What the task requires: Would you retype exactly the lines from the one containing "(110, 367), (2161, 1329)" through the last line of the records below, and nothing else?

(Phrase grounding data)
______

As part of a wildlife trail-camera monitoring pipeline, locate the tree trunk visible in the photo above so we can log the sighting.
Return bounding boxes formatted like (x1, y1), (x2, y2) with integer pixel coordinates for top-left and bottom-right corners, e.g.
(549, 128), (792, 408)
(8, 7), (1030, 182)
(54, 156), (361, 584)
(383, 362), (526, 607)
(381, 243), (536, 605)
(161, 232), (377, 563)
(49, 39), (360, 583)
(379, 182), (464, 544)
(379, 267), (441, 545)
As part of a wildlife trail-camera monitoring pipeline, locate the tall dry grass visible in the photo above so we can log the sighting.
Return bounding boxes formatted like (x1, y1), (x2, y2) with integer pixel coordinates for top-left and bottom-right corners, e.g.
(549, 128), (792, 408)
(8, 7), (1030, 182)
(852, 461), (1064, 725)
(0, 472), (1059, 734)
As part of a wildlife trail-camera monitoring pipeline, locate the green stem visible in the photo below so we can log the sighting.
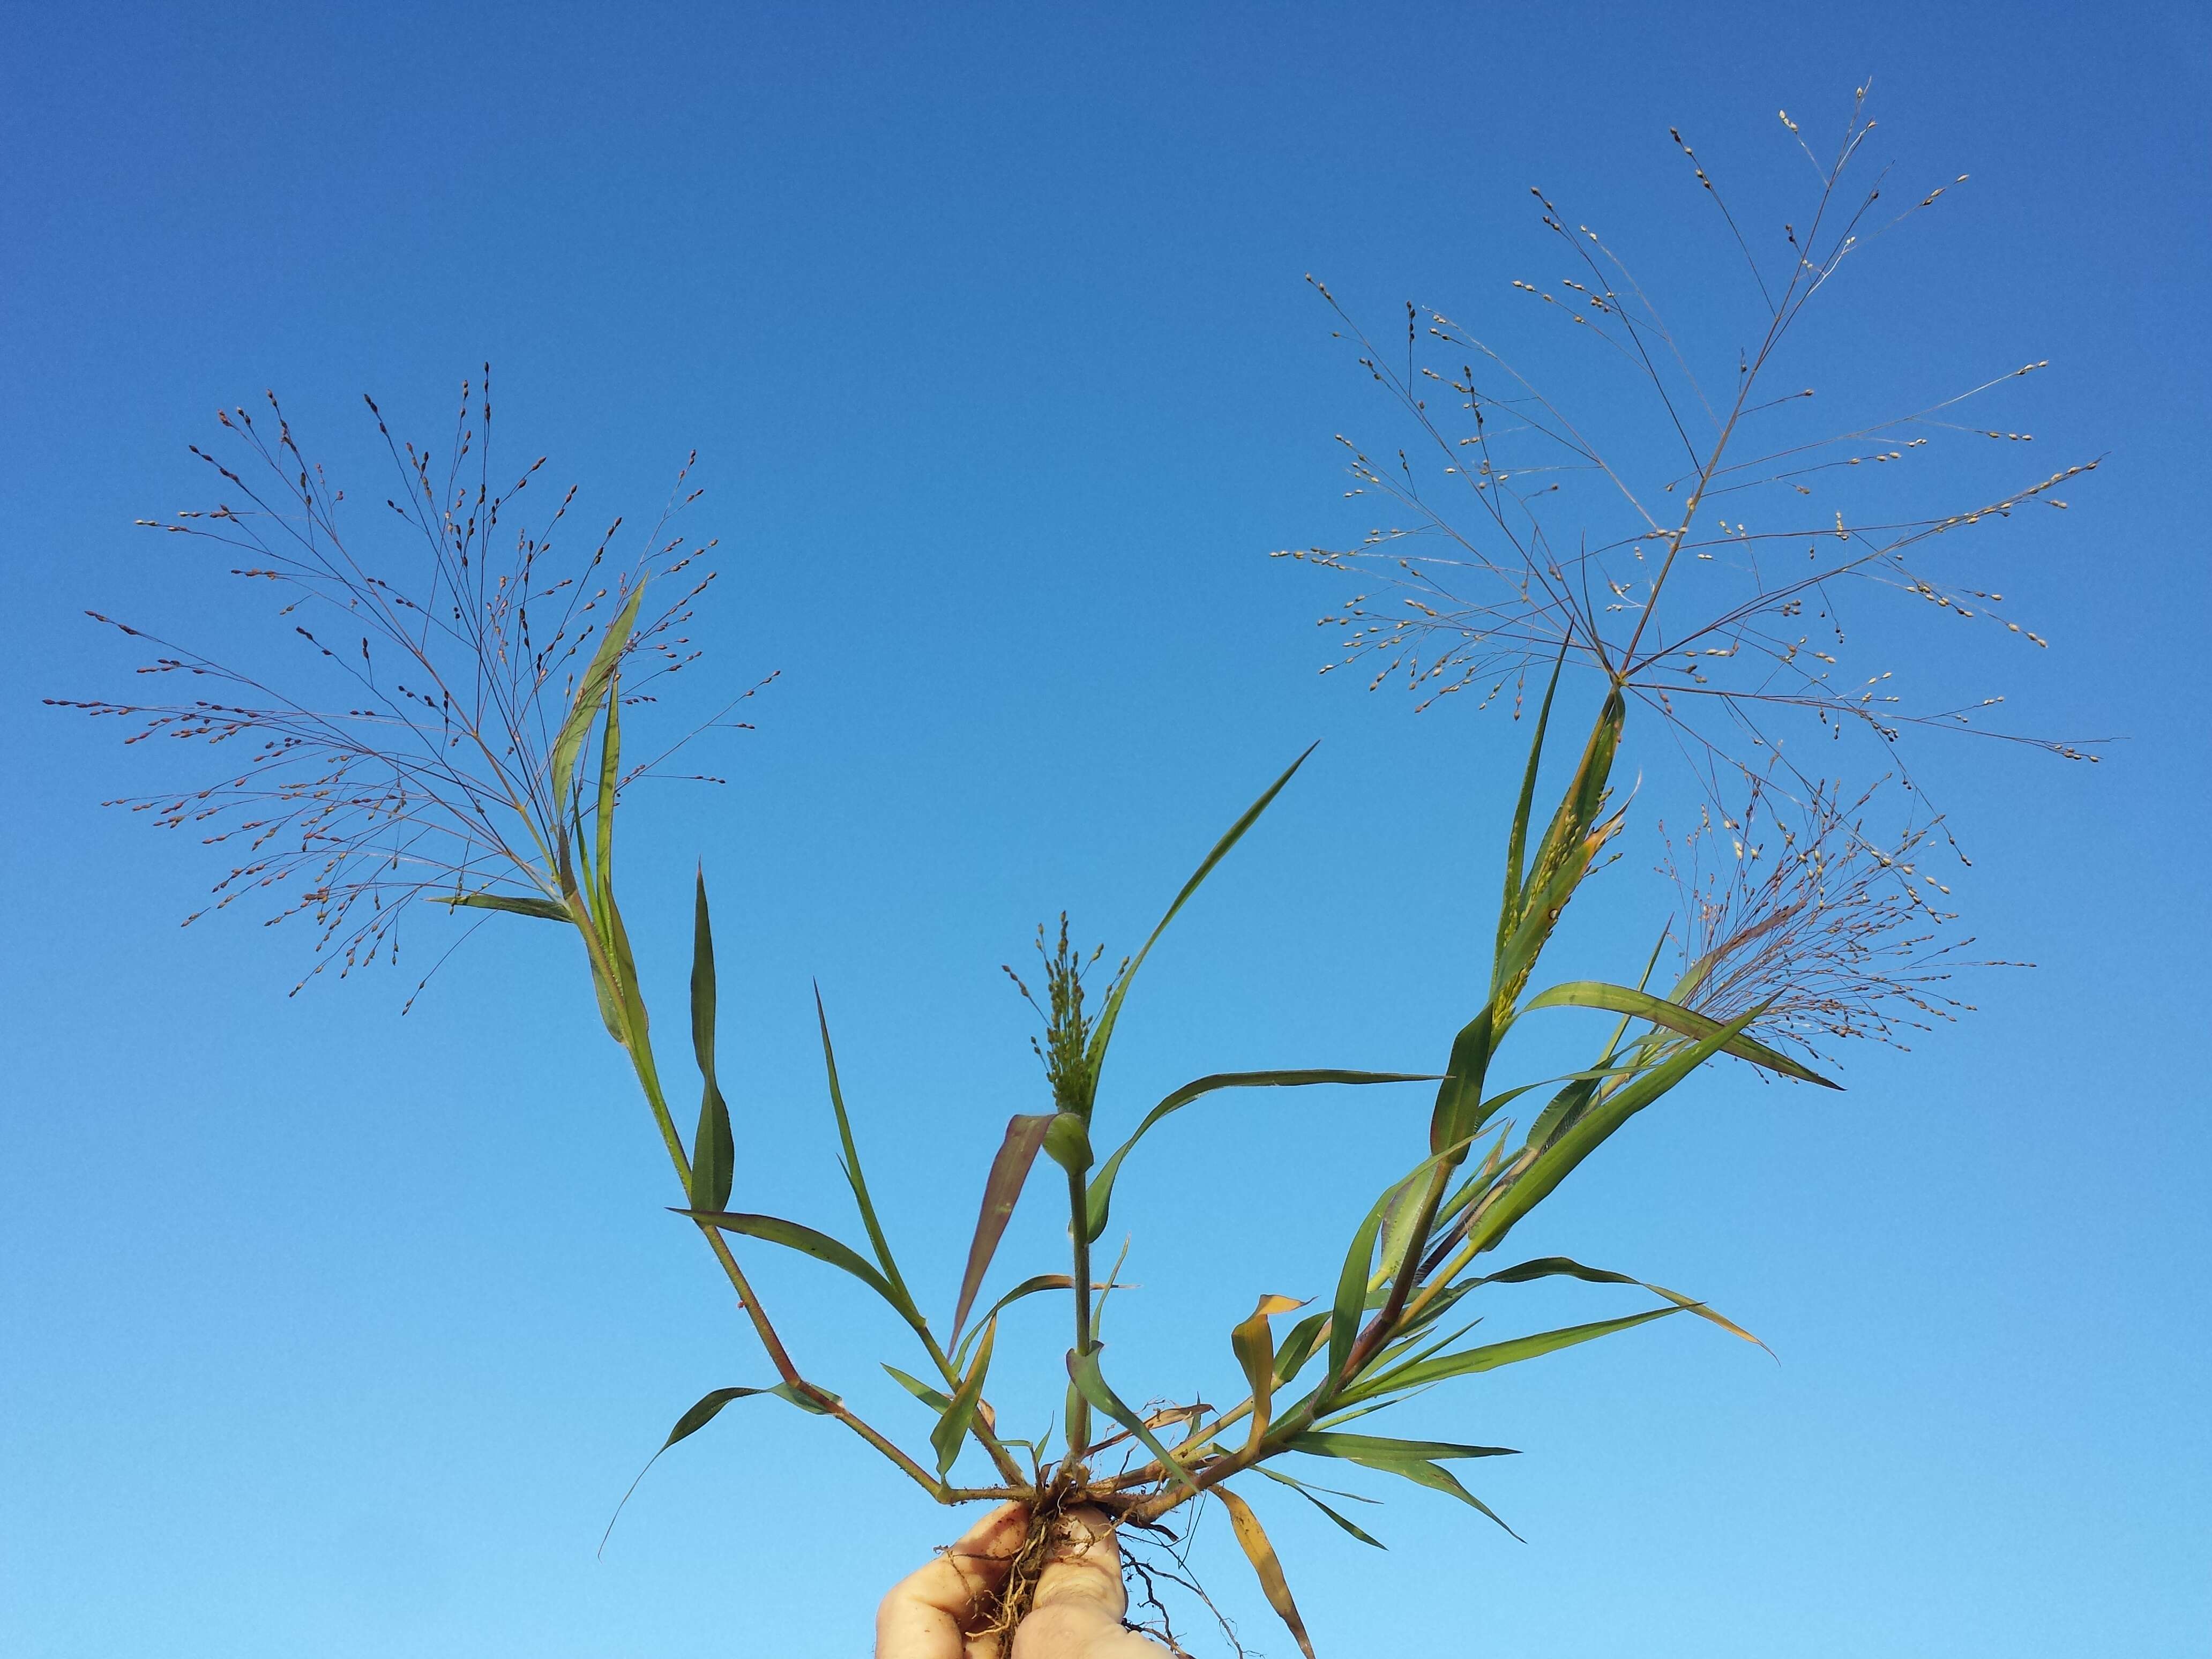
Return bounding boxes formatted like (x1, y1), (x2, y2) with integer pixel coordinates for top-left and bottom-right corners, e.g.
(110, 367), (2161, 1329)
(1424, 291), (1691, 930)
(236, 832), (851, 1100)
(573, 895), (949, 1503)
(1067, 1162), (1094, 1458)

______

Solution below:
(110, 367), (2161, 1329)
(1424, 291), (1691, 930)
(236, 832), (851, 1100)
(573, 895), (949, 1503)
(1067, 1162), (1094, 1458)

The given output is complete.